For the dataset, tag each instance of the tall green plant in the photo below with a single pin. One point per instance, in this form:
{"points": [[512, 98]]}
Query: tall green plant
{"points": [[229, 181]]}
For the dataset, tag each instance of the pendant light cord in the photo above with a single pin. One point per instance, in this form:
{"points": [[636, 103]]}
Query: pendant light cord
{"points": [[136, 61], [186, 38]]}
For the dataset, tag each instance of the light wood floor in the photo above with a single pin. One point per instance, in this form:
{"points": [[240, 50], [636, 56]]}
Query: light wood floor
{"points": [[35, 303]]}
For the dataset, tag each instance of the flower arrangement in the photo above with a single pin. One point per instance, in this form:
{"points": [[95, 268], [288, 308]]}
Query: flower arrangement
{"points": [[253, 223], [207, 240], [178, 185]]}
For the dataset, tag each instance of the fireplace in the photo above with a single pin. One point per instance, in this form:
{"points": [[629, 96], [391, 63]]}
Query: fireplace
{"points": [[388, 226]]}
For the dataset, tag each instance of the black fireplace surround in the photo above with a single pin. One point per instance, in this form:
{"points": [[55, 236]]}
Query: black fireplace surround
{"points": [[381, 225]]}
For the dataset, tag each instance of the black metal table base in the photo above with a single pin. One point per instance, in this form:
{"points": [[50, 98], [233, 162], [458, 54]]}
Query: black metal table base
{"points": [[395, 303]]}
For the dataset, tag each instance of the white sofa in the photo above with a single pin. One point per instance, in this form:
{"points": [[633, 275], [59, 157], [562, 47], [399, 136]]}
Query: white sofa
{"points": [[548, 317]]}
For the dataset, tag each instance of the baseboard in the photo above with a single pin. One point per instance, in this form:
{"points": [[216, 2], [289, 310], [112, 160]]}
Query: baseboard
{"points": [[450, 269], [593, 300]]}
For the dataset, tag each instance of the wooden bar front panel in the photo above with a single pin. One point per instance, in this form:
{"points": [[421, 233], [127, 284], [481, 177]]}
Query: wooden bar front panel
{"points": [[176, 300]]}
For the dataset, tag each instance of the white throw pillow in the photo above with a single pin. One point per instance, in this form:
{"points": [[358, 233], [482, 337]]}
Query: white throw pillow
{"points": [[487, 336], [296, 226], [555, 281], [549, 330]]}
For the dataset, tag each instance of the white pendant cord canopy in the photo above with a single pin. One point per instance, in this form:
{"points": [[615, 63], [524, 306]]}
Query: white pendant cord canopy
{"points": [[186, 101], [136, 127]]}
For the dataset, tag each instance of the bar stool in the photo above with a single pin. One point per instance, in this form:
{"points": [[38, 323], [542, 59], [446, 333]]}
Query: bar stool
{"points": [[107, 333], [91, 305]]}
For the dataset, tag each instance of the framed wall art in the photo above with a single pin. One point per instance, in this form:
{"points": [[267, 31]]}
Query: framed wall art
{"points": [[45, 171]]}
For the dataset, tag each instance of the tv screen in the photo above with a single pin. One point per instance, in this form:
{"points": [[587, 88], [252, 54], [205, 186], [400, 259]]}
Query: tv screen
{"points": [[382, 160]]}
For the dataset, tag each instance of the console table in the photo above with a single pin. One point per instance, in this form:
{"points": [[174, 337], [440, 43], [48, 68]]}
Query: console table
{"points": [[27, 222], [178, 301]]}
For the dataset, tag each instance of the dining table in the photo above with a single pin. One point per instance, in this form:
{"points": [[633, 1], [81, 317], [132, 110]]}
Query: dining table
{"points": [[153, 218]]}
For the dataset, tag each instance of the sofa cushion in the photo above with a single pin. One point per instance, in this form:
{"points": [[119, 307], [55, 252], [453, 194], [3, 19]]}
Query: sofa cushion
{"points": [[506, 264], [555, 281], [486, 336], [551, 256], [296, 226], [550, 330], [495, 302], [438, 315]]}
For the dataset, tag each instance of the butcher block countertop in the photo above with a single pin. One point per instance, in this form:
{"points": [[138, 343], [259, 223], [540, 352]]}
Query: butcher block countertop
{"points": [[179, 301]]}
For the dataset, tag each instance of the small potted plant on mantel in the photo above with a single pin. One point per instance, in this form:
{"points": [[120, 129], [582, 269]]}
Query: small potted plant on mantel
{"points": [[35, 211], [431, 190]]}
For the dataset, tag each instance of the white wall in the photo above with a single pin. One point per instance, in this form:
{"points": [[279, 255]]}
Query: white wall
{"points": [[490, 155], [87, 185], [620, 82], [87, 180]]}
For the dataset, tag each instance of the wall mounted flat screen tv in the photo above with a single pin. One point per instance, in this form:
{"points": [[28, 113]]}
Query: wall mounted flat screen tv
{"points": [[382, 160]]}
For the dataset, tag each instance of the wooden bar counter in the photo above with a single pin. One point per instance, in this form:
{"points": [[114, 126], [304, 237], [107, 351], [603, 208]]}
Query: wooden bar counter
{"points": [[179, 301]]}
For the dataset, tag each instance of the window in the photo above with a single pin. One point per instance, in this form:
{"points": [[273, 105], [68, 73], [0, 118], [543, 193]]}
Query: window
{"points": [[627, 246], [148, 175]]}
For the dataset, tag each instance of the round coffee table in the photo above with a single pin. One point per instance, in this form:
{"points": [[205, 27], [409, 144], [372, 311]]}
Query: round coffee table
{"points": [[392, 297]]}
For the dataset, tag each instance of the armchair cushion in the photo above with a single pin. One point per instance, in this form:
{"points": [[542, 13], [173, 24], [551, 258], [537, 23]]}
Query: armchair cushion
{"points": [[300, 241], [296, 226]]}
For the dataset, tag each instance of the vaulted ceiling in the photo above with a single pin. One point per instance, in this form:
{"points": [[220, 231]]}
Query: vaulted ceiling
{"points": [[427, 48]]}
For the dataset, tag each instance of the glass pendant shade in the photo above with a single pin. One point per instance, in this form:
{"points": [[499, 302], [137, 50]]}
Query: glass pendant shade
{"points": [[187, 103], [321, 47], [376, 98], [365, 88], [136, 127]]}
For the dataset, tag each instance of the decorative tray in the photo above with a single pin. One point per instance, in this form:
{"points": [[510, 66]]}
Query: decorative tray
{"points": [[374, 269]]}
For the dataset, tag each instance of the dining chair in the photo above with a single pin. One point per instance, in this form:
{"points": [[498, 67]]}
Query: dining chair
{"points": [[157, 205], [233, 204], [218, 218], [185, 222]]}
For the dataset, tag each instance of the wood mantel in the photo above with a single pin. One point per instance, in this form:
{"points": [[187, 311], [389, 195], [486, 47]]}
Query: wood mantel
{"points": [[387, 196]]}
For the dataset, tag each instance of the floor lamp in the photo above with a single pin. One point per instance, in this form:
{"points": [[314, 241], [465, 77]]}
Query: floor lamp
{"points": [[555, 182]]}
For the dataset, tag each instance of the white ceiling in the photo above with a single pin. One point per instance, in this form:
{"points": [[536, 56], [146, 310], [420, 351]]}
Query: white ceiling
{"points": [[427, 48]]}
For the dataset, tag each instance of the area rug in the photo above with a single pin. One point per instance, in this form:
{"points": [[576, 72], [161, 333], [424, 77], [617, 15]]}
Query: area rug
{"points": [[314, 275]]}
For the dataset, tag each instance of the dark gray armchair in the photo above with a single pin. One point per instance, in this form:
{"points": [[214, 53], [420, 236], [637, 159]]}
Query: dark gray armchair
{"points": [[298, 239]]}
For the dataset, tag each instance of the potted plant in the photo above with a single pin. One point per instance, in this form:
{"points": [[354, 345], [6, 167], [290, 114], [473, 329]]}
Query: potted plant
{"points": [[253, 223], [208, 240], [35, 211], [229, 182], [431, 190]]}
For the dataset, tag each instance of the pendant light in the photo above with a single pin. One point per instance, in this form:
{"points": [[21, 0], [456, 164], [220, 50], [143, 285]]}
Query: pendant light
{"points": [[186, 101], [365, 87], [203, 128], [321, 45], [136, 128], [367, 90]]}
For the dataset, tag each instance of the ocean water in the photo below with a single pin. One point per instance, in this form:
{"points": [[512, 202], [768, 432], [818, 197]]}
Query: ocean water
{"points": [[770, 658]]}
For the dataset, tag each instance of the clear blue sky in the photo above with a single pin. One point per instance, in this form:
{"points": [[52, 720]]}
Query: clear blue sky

**Task statement**
Starting at the line that contains "For the dataset, tag each instance of the pendant light in", quote each remaining line of the entries above, unchanged.

**Expected output**
For the dataset, tag each instance of the pendant light in the photo above with a single pin. One point per instance, in this form:
{"points": [[21, 0], [456, 164], [220, 50], [143, 285]]}
Query: pendant light
{"points": [[186, 101], [365, 87], [203, 128], [321, 45], [136, 128], [367, 90]]}
For the dataset, tag each instance of the ocean water in the photo below with a single pin. One point per instance, in this form:
{"points": [[512, 202], [768, 432], [818, 197]]}
Query: ocean water
{"points": [[770, 658]]}
For the dataset, tag each instance of the clear blue sky in the photo above with a single pin. One point per instance, in this form:
{"points": [[52, 720]]}
Query: clear blue sky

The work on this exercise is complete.